What is needed:
Rewrite every line of the material below, including the requests, but scale each point coordinate in the answers by 1.4 and round it to a whole number, with halves rounded up. Leave the picture out of your reply.

>> BEGIN Rows

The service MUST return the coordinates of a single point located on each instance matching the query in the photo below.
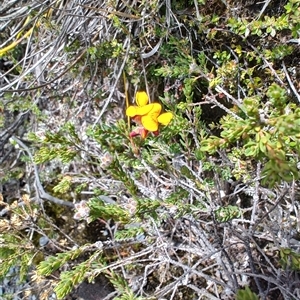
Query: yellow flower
(146, 114)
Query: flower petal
(131, 111)
(155, 110)
(141, 98)
(149, 123)
(165, 118)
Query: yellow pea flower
(147, 115)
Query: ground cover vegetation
(150, 149)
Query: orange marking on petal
(149, 123)
(165, 118)
(141, 98)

>> END Rows

Solution to this task:
The service MUST return the coordinates of a single point located on each instance matching the query in the photo below.
Query: yellow flower
(204, 160)
Query: flower petal
(183, 155)
(217, 154)
(197, 137)
(209, 172)
(231, 165)
Query: yellow pea flower
(206, 161)
Query: ground cover vegetation
(210, 209)
Query: orange marking on petal
(209, 172)
(231, 165)
(197, 137)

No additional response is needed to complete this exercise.